**INSTRUCTION:** Copy the stretch of the entries from the line containing "target: <item>thick branch</item>" through the line containing "633L776 633L1000 619L1000", swapping "even-odd rule" for "nonzero winding rule" and changing nothing else.

══════

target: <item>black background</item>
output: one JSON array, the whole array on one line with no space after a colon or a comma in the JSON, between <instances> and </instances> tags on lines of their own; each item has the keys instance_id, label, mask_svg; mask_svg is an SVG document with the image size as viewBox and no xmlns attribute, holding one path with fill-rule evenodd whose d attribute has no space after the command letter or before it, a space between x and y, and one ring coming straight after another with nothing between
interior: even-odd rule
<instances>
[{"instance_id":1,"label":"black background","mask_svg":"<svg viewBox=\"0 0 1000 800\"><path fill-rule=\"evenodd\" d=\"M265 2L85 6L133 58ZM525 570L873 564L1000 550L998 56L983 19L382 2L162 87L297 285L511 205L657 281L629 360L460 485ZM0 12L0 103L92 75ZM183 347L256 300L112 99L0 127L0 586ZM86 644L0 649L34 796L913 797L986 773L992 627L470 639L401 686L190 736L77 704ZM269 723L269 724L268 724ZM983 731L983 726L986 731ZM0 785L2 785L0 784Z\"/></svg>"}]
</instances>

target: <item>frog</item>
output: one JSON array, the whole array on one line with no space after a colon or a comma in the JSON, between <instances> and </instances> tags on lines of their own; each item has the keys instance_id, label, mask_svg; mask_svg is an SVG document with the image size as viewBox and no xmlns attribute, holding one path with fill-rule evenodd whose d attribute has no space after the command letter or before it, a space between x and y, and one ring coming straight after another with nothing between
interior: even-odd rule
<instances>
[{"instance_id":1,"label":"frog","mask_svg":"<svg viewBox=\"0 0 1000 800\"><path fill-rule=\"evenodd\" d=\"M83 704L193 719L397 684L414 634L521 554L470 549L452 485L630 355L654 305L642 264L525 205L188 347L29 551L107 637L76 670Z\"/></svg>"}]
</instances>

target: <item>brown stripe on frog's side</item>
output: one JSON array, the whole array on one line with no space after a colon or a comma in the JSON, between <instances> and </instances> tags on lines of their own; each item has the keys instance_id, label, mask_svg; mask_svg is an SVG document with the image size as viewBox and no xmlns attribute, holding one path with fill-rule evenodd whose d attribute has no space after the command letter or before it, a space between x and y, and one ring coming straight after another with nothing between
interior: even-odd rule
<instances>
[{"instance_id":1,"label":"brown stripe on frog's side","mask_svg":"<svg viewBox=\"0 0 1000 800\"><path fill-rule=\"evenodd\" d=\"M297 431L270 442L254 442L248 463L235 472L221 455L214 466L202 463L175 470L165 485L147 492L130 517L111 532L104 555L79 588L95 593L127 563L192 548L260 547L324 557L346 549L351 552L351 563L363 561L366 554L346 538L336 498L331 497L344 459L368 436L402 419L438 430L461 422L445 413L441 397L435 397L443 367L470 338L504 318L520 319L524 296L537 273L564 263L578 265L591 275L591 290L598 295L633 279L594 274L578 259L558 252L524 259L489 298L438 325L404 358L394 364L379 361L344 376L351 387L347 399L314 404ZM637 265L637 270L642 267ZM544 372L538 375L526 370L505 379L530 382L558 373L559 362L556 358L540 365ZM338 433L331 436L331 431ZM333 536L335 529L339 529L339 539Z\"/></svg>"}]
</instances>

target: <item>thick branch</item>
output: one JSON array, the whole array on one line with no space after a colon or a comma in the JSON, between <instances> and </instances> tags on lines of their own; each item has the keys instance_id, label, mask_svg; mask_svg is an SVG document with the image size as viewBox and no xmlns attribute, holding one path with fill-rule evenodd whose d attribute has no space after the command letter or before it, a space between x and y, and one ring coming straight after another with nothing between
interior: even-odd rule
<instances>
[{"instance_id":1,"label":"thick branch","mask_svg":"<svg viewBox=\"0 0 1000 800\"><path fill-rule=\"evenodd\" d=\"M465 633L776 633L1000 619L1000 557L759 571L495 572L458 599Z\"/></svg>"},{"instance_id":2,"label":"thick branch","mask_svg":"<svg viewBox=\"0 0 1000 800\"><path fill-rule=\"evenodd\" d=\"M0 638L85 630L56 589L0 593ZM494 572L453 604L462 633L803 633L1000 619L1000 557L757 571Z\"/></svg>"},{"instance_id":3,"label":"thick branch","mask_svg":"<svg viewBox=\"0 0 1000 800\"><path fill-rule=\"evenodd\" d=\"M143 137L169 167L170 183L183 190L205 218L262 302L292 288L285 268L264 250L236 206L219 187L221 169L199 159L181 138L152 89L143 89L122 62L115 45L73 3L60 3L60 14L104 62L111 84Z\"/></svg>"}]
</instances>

══════

**TASK OUTPUT:**
target: <item>thick branch</item>
output: one JSON array, the whole array on one line with no space after a colon or a comma in the JSON, between <instances> and </instances> tags on lines of their own; each item has the keys instance_id, label, mask_svg; mask_svg is an SVG document with the image size as viewBox and no xmlns attribute, holding one path with fill-rule evenodd whose d attribute has no space after the command letter or before it, a space between x and y, and one ring coming straight after another with nothing between
interior: nonzero winding rule
<instances>
[{"instance_id":1,"label":"thick branch","mask_svg":"<svg viewBox=\"0 0 1000 800\"><path fill-rule=\"evenodd\" d=\"M465 633L776 633L1000 619L1000 557L759 571L495 572L458 599Z\"/></svg>"},{"instance_id":2,"label":"thick branch","mask_svg":"<svg viewBox=\"0 0 1000 800\"><path fill-rule=\"evenodd\" d=\"M0 638L85 630L56 589L0 593ZM494 572L453 604L462 633L803 633L1000 619L1000 557L757 571Z\"/></svg>"},{"instance_id":3,"label":"thick branch","mask_svg":"<svg viewBox=\"0 0 1000 800\"><path fill-rule=\"evenodd\" d=\"M143 137L169 167L170 183L183 190L205 218L262 302L292 288L285 268L264 250L236 206L219 187L221 169L199 159L181 138L152 89L143 89L122 62L115 45L73 3L60 3L60 14L104 62L111 84Z\"/></svg>"}]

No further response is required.